Referring expression data:
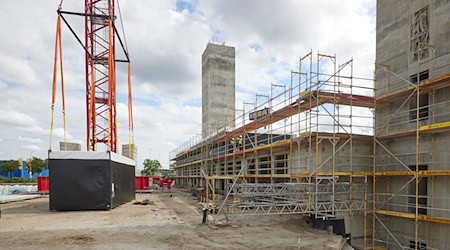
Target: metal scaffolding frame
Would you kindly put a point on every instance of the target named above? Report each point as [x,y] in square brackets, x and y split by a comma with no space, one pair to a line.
[411,113]
[300,158]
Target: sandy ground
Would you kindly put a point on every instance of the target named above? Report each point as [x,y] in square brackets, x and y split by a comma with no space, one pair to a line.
[166,223]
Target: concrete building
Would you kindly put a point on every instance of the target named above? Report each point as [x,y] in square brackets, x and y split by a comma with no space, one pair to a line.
[303,157]
[218,88]
[392,185]
[411,199]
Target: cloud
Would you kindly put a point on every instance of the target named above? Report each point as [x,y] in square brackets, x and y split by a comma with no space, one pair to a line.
[29,139]
[166,39]
[32,147]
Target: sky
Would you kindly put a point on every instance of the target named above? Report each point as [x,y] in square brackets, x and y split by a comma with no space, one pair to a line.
[166,39]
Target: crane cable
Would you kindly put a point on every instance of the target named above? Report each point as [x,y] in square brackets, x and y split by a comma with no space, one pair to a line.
[58,48]
[130,115]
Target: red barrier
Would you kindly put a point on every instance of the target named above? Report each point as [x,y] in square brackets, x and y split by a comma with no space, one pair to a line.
[43,183]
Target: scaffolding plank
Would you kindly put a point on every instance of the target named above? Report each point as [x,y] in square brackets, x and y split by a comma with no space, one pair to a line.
[436,127]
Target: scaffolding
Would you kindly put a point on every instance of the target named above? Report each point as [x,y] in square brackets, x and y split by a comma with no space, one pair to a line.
[410,207]
[303,149]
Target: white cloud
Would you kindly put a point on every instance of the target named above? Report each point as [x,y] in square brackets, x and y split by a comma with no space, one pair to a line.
[165,48]
[29,139]
[32,147]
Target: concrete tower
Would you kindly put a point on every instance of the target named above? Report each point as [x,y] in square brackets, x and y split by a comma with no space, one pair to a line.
[218,88]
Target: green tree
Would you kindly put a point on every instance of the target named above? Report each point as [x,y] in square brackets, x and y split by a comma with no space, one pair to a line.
[36,165]
[151,167]
[8,166]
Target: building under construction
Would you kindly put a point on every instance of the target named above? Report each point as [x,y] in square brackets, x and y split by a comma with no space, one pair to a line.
[371,153]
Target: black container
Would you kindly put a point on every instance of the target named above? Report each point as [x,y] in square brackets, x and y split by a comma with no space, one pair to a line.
[323,222]
[90,180]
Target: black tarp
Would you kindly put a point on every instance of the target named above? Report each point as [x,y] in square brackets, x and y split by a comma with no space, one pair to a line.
[90,180]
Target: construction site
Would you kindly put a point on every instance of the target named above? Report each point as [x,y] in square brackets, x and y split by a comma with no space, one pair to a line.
[369,156]
[327,160]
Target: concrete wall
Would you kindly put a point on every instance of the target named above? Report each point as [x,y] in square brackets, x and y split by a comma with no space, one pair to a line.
[218,88]
[394,41]
[395,36]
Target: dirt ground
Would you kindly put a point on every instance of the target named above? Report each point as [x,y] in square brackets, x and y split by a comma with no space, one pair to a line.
[166,223]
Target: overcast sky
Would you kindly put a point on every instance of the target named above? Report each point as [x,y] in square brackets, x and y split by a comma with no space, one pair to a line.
[166,39]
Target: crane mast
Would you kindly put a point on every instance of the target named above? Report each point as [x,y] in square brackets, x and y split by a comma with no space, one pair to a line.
[100,74]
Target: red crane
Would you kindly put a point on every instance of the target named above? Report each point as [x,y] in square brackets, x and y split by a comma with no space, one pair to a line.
[100,71]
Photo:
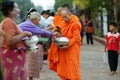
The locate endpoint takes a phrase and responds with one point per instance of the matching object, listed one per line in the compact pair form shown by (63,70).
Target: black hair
(7,6)
(52,14)
(48,11)
(31,10)
(65,5)
(45,12)
(113,24)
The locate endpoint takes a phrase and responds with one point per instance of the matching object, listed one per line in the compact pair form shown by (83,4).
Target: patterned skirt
(33,64)
(13,64)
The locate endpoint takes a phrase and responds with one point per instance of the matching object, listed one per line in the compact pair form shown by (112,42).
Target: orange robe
(66,62)
(58,20)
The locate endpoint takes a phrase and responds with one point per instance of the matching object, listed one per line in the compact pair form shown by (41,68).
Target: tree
(24,5)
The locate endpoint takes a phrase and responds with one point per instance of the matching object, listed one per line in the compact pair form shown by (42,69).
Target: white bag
(105,57)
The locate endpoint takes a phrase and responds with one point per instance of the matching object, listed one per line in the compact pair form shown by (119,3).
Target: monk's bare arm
(76,34)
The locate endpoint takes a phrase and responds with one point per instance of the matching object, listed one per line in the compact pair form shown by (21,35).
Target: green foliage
(24,5)
(59,3)
(39,9)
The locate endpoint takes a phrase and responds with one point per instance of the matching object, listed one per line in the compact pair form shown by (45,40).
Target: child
(113,47)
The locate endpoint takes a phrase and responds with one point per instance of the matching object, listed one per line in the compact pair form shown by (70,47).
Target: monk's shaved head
(65,11)
(66,15)
(59,10)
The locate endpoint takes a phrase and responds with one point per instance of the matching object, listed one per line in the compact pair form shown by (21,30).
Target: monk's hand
(57,34)
(26,33)
(64,47)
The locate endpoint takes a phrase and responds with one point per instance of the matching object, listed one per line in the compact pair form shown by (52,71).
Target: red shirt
(112,41)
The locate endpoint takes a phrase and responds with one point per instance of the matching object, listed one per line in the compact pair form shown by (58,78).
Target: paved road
(92,66)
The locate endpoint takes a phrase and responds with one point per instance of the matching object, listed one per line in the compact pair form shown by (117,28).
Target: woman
(13,49)
(31,25)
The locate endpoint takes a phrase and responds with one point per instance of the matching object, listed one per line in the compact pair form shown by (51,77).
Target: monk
(58,19)
(65,61)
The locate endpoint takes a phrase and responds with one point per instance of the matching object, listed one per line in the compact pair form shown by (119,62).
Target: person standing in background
(13,50)
(51,18)
(89,31)
(113,47)
(1,40)
(33,58)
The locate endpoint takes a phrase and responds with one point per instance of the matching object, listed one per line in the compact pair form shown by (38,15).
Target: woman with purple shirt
(31,25)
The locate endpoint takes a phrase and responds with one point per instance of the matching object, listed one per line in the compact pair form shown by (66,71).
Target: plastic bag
(105,57)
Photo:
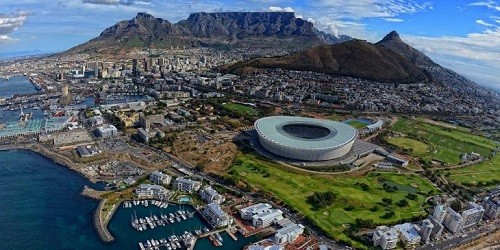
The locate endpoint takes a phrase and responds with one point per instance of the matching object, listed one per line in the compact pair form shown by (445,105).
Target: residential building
(144,135)
(472,215)
(267,217)
(247,212)
(186,185)
(160,178)
(210,195)
(106,131)
(439,213)
(437,229)
(385,237)
(216,216)
(492,207)
(288,233)
(426,230)
(408,234)
(148,191)
(452,221)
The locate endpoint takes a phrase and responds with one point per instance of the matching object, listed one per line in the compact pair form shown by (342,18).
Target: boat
(219,237)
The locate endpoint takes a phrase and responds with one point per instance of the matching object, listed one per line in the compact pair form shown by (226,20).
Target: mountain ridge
(205,29)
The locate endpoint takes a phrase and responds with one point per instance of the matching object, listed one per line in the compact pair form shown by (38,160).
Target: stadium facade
(305,139)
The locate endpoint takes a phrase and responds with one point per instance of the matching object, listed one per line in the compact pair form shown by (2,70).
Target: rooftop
(331,134)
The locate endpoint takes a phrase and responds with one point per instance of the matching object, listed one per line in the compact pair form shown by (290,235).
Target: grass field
(485,174)
(240,109)
(294,187)
(414,147)
(448,143)
(356,124)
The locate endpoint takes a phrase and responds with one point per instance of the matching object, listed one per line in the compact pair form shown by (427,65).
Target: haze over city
(461,35)
(253,125)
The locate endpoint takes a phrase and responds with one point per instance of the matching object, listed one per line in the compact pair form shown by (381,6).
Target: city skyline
(463,36)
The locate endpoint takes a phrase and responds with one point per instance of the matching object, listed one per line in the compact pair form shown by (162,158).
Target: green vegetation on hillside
(355,198)
(447,144)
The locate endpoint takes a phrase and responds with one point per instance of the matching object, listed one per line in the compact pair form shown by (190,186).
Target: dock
(230,232)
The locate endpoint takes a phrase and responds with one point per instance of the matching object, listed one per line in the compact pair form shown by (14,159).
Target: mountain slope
(353,58)
(237,29)
(394,42)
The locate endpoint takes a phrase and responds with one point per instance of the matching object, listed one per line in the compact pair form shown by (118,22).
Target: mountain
(354,58)
(435,71)
(394,42)
(223,29)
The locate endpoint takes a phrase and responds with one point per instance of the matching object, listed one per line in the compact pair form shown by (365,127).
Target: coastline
(100,226)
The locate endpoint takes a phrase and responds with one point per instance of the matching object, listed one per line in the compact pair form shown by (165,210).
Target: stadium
(305,139)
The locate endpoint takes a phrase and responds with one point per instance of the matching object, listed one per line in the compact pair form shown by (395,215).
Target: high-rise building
(426,231)
(439,213)
(385,237)
(135,70)
(492,207)
(472,215)
(452,221)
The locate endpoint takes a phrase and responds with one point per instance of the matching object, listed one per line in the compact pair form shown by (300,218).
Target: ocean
(42,208)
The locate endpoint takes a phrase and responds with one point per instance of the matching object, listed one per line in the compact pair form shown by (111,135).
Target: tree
(456,205)
(387,201)
(402,203)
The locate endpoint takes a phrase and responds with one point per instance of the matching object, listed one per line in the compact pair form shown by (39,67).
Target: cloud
(479,21)
(117,2)
(280,9)
(476,55)
(392,19)
(10,23)
(494,5)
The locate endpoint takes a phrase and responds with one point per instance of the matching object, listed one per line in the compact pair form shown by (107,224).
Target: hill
(354,58)
(222,30)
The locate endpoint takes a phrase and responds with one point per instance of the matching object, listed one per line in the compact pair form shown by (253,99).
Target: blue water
(41,208)
(16,85)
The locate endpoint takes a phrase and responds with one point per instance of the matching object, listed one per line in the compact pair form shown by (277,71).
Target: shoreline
(100,227)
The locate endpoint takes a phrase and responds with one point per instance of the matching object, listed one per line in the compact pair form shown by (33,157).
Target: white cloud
(479,21)
(116,2)
(476,55)
(392,19)
(280,9)
(494,5)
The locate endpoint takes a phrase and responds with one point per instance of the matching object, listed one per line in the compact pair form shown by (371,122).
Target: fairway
(412,146)
(485,174)
(240,109)
(447,144)
(294,187)
(356,124)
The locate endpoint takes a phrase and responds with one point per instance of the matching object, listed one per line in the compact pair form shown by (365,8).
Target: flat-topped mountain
(238,29)
(354,58)
(394,42)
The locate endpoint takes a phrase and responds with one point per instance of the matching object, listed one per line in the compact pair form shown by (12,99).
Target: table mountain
(224,29)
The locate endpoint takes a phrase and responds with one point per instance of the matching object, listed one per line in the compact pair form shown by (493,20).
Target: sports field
(447,144)
(485,174)
(363,194)
(410,146)
(240,109)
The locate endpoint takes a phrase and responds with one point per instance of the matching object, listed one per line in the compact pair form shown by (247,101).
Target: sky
(458,34)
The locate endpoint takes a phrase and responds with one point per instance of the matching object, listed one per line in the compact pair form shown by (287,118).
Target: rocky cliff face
(210,29)
(393,41)
(353,58)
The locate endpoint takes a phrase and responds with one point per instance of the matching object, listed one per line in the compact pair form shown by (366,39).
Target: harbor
(164,224)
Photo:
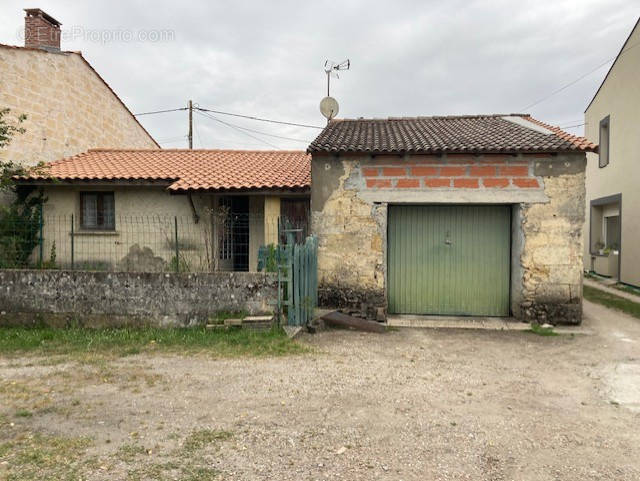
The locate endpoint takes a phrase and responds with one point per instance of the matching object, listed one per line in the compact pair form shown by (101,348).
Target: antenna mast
(329,105)
(332,68)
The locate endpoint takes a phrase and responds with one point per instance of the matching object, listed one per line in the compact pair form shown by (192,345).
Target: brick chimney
(41,30)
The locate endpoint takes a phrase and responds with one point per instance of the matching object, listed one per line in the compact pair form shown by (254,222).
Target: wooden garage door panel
(449,260)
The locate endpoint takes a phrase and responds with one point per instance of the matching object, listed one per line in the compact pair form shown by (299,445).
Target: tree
(21,216)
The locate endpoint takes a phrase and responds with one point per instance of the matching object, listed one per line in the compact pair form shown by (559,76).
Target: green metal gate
(449,259)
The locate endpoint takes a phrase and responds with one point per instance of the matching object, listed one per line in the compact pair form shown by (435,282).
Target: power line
(260,119)
(160,111)
(220,112)
(564,87)
(239,130)
(260,132)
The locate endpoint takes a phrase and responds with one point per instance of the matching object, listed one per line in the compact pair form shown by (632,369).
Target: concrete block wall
(450,171)
(351,194)
(101,299)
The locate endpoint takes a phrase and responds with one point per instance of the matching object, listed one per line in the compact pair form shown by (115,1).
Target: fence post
(72,244)
(175,219)
(41,243)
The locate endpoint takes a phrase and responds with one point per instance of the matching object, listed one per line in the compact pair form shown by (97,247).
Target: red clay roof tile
(187,170)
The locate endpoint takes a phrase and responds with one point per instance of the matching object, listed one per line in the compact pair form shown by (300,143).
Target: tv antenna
(329,105)
(332,68)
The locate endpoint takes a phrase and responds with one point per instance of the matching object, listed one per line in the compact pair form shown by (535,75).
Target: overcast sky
(408,58)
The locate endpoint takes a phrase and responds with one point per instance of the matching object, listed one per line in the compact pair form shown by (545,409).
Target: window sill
(96,233)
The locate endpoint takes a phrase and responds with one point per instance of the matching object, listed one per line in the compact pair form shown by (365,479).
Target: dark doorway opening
(240,229)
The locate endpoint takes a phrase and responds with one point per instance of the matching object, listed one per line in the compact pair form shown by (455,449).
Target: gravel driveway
(407,405)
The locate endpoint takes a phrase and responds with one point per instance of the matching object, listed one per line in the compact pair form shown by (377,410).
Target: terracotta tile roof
(514,133)
(187,170)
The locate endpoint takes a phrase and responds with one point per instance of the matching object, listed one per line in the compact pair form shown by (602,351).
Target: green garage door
(449,260)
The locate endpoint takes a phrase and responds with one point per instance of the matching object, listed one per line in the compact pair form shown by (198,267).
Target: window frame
(604,123)
(99,206)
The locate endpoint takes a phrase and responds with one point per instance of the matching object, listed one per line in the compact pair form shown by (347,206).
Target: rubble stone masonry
(350,196)
(69,108)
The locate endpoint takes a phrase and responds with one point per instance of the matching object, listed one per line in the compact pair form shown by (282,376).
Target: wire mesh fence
(229,242)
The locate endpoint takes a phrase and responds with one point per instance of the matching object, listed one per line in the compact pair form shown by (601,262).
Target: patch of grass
(128,452)
(199,439)
(33,456)
(628,289)
(46,341)
(612,301)
(543,331)
(199,474)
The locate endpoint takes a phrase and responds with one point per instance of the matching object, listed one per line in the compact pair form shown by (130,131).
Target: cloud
(408,58)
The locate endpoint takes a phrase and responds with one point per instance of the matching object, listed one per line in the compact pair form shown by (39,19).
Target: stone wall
(69,108)
(551,257)
(350,196)
(97,299)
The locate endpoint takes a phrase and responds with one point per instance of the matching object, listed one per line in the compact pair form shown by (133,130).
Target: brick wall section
(452,172)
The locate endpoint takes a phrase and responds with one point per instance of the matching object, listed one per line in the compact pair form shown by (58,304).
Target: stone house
(465,215)
(69,106)
(612,231)
(146,209)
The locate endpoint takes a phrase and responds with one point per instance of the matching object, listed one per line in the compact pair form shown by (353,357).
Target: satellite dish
(329,107)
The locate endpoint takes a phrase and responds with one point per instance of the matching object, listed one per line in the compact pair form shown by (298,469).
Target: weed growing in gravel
(199,439)
(543,331)
(612,301)
(32,456)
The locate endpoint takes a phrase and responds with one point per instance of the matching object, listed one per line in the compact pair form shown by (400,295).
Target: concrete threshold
(457,322)
(472,322)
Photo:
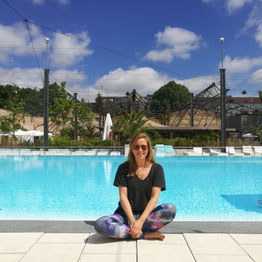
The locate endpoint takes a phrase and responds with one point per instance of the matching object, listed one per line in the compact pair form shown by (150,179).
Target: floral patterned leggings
(115,225)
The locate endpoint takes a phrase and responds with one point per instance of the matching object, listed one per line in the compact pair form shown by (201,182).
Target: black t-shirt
(139,191)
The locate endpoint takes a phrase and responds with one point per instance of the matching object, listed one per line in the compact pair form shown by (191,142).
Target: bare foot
(154,235)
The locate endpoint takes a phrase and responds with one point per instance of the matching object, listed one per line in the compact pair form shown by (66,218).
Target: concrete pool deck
(76,241)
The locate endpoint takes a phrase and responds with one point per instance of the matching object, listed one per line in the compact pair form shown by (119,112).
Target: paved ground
(76,241)
(89,247)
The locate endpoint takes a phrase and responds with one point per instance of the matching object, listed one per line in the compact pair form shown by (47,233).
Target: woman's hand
(136,228)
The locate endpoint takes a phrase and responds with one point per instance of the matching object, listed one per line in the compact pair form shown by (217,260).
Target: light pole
(46,99)
(223,99)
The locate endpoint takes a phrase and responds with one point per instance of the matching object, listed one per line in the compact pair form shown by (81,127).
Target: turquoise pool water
(80,188)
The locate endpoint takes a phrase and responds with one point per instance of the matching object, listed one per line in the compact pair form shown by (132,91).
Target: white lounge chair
(160,150)
(126,149)
(247,150)
(9,152)
(213,152)
(197,151)
(78,153)
(115,153)
(103,153)
(258,150)
(231,151)
(169,150)
(90,153)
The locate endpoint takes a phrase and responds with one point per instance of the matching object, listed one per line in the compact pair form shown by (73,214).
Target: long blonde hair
(131,158)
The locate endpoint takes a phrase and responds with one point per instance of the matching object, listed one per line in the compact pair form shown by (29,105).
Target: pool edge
(48,226)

INSTRUCTIONS TO FOLLOW:
Return, word for word, the lines of the data above from the line with "Target: fairway" through the line with "shown by (12,99).", inclusive.

RESPONSE BOX:
Target: fairway
(412,146)
(485,174)
(240,109)
(447,144)
(294,187)
(356,124)
The locate endpoint takes a phrase and responds with one point per instance of the matching object, listed one per line in the compact pair form shown by (365,8).
Target: flat-topped mountain
(238,29)
(354,58)
(394,42)
The locate endpoint takes a phrase and responds with one point per instance of the matching object, listed one per line in the compact pair form shown by (12,99).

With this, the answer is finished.